» Requirement: Report every line of the records that contains the word "sleeve". Case matters.
::: Dataset excerpts
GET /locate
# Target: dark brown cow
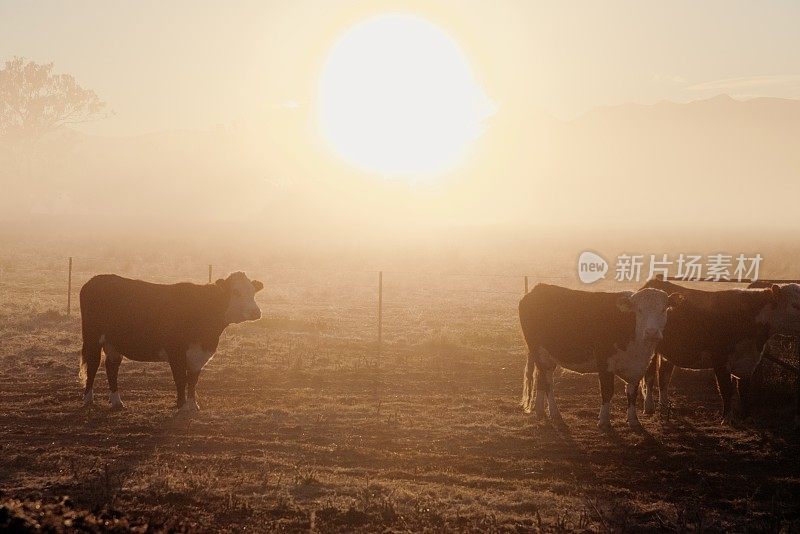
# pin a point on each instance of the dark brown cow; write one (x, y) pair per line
(587, 332)
(178, 323)
(721, 330)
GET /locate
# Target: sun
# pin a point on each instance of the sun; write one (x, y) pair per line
(398, 97)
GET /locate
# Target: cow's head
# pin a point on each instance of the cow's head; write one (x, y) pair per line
(651, 307)
(783, 313)
(241, 292)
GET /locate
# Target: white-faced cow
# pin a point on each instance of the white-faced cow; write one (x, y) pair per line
(178, 323)
(721, 330)
(587, 332)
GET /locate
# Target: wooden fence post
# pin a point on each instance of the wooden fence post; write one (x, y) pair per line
(380, 312)
(69, 288)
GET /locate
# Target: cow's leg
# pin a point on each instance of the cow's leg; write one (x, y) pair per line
(113, 361)
(665, 370)
(743, 386)
(191, 383)
(546, 389)
(90, 362)
(606, 393)
(725, 386)
(632, 392)
(528, 389)
(179, 375)
(649, 384)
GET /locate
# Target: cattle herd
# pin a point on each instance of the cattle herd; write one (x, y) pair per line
(638, 336)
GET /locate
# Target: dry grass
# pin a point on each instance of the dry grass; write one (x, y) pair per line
(304, 428)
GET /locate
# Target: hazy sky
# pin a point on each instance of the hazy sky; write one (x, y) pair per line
(194, 64)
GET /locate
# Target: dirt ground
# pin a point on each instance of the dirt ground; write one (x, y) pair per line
(305, 427)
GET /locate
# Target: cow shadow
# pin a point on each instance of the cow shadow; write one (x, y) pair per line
(101, 479)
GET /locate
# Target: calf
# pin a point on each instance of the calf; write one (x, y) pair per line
(721, 330)
(179, 324)
(586, 332)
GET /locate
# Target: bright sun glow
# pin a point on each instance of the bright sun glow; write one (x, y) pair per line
(397, 96)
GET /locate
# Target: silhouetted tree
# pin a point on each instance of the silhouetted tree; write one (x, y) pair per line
(34, 101)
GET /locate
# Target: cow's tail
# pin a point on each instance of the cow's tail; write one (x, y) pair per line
(91, 349)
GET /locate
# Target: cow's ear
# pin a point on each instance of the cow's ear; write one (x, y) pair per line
(675, 300)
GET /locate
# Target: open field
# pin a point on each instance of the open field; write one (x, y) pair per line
(303, 426)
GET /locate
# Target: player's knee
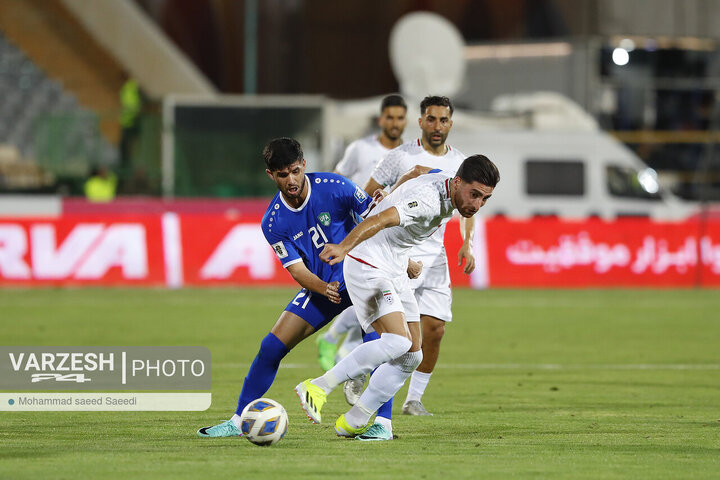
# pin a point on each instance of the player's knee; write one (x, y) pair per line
(434, 331)
(409, 361)
(271, 348)
(395, 345)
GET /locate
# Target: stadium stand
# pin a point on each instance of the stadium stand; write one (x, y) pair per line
(46, 133)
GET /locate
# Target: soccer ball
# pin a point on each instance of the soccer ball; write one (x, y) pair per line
(264, 422)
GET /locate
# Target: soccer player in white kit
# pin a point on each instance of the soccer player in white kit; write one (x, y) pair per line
(357, 164)
(432, 288)
(378, 250)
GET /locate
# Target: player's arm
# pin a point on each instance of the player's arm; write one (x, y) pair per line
(335, 253)
(312, 282)
(414, 172)
(467, 232)
(372, 186)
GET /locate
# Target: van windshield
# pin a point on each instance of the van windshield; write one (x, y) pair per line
(627, 182)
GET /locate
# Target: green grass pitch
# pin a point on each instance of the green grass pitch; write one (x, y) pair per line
(550, 384)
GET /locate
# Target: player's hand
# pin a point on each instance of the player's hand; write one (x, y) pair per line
(465, 252)
(332, 254)
(378, 197)
(331, 291)
(414, 268)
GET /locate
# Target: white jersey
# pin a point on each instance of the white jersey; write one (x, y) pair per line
(424, 207)
(360, 159)
(400, 160)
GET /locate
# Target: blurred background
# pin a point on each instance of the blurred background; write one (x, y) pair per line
(595, 110)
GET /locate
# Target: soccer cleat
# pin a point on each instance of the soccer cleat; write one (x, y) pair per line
(343, 429)
(376, 433)
(312, 399)
(415, 407)
(326, 353)
(225, 429)
(353, 389)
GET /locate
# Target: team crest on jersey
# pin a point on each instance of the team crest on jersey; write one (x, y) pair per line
(387, 295)
(360, 194)
(324, 218)
(279, 250)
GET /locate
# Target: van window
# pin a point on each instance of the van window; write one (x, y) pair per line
(626, 182)
(553, 177)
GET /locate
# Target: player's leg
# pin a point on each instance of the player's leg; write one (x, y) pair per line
(288, 331)
(384, 383)
(301, 318)
(328, 342)
(384, 415)
(433, 330)
(379, 308)
(435, 304)
(394, 341)
(353, 338)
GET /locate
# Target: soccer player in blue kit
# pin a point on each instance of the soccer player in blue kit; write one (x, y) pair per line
(309, 211)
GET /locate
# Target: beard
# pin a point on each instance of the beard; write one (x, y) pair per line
(301, 188)
(392, 133)
(428, 137)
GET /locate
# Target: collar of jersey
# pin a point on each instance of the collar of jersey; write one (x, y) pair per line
(447, 149)
(307, 199)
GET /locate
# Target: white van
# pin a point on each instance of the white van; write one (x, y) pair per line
(568, 174)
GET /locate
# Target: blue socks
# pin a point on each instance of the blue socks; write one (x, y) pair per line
(262, 371)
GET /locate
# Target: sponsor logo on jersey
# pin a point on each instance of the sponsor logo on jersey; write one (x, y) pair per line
(387, 295)
(280, 251)
(324, 218)
(360, 194)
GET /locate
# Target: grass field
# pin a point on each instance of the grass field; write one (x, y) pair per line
(553, 384)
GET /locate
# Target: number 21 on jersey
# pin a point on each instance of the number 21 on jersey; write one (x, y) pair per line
(316, 233)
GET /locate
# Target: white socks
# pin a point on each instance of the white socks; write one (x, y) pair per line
(351, 341)
(418, 384)
(236, 420)
(384, 383)
(364, 359)
(342, 323)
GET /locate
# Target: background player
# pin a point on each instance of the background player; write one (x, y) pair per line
(357, 164)
(309, 211)
(432, 288)
(377, 250)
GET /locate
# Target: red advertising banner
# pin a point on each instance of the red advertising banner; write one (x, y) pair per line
(597, 253)
(220, 249)
(82, 250)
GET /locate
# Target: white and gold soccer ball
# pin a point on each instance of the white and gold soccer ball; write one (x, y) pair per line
(264, 422)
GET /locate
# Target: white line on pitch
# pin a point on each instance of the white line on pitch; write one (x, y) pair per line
(529, 366)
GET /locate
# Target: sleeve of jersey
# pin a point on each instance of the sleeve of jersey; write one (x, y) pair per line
(348, 164)
(356, 200)
(418, 206)
(284, 249)
(388, 170)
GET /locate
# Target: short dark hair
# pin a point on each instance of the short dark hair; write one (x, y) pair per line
(281, 152)
(393, 100)
(479, 168)
(436, 100)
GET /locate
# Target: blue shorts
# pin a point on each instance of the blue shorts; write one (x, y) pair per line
(316, 309)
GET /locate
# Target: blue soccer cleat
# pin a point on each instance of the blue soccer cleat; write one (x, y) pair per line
(225, 429)
(312, 398)
(376, 433)
(344, 429)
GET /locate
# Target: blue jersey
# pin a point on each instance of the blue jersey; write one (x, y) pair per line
(331, 209)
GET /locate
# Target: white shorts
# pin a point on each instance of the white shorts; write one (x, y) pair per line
(432, 291)
(374, 294)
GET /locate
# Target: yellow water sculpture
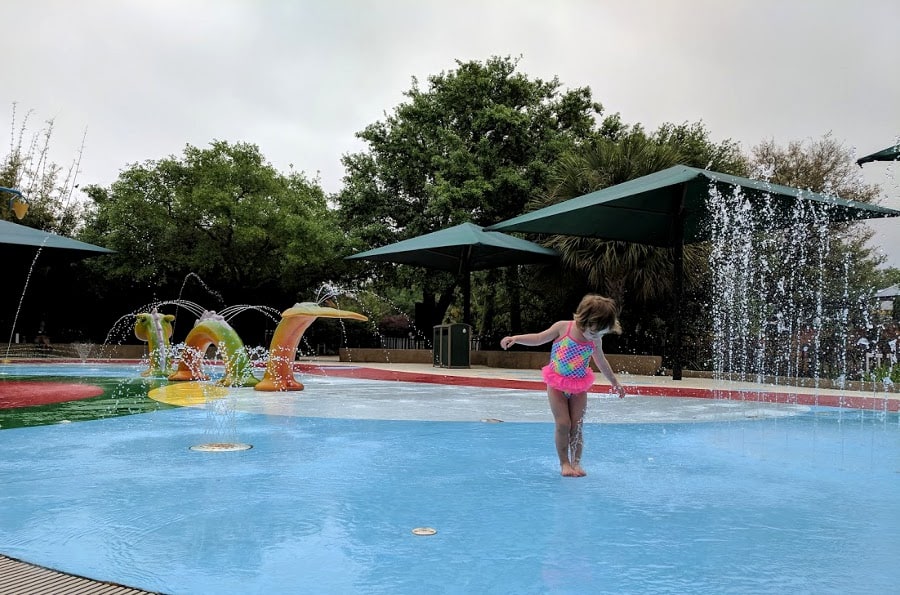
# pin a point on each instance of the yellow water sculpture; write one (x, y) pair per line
(156, 329)
(279, 374)
(211, 329)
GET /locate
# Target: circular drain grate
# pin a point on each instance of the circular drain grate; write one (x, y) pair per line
(221, 447)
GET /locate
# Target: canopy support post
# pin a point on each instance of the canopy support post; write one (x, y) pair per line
(678, 283)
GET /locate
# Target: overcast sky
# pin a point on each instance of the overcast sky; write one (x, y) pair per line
(299, 78)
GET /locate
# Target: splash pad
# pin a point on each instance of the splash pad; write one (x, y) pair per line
(212, 330)
(339, 476)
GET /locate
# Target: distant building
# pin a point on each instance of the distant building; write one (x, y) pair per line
(886, 298)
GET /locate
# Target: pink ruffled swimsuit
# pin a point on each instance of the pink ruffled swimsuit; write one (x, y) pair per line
(569, 369)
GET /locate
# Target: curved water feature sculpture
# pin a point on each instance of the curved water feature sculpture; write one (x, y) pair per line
(156, 329)
(212, 329)
(279, 374)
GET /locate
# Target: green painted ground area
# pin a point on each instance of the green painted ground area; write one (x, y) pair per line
(120, 397)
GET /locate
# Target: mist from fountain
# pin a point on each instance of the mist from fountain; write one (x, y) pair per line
(783, 303)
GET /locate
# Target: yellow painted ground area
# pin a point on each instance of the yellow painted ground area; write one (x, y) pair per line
(187, 394)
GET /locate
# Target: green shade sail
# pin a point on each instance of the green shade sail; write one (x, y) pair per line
(669, 207)
(460, 250)
(13, 235)
(465, 247)
(889, 154)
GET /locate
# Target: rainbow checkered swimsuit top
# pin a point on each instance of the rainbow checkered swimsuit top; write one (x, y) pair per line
(569, 369)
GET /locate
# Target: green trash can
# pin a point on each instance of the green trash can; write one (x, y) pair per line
(451, 345)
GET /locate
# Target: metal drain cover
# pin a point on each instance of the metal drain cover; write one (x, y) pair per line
(221, 447)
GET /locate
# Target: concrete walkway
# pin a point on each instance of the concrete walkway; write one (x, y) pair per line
(634, 384)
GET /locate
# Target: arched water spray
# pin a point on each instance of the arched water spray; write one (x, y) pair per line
(22, 297)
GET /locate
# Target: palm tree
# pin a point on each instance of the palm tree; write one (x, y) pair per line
(614, 268)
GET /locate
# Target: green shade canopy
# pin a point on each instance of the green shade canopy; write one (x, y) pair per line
(670, 208)
(17, 238)
(889, 154)
(461, 249)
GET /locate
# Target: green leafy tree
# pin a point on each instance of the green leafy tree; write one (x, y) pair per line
(471, 146)
(222, 213)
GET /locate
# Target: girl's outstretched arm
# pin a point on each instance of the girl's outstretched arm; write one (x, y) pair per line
(533, 339)
(606, 369)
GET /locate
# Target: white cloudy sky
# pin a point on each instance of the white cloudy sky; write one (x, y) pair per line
(299, 78)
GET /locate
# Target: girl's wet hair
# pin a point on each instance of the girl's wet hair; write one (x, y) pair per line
(599, 313)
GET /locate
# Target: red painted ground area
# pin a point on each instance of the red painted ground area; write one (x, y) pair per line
(29, 394)
(853, 402)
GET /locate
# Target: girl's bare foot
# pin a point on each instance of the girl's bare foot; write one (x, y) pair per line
(567, 470)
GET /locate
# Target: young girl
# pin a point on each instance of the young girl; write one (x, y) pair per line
(569, 375)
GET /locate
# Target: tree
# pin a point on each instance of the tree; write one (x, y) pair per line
(817, 279)
(638, 277)
(47, 186)
(220, 213)
(472, 146)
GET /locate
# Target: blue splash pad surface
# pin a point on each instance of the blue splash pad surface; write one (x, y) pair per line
(799, 504)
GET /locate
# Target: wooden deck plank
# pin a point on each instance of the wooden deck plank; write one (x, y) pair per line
(21, 578)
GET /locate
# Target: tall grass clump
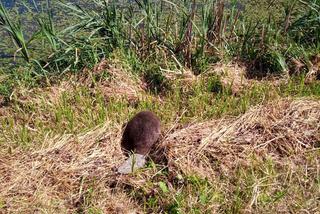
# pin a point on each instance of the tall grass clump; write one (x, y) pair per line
(174, 34)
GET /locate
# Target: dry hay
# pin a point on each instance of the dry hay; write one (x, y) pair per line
(120, 82)
(279, 129)
(57, 178)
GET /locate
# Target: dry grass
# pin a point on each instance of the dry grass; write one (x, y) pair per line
(75, 173)
(68, 174)
(279, 129)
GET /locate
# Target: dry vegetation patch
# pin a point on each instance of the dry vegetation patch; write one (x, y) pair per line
(68, 174)
(279, 129)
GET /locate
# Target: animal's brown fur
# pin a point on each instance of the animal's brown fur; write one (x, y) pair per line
(141, 133)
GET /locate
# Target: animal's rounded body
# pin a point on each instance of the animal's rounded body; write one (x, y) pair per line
(141, 133)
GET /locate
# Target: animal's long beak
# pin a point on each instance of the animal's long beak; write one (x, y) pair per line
(134, 162)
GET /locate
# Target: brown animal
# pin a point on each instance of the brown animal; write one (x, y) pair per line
(139, 136)
(141, 133)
::::::
» Worked solution:
# Target: sleeve of jersey
# pin a point on each instance of the sleeve of jersey; write one (x, y) pair per line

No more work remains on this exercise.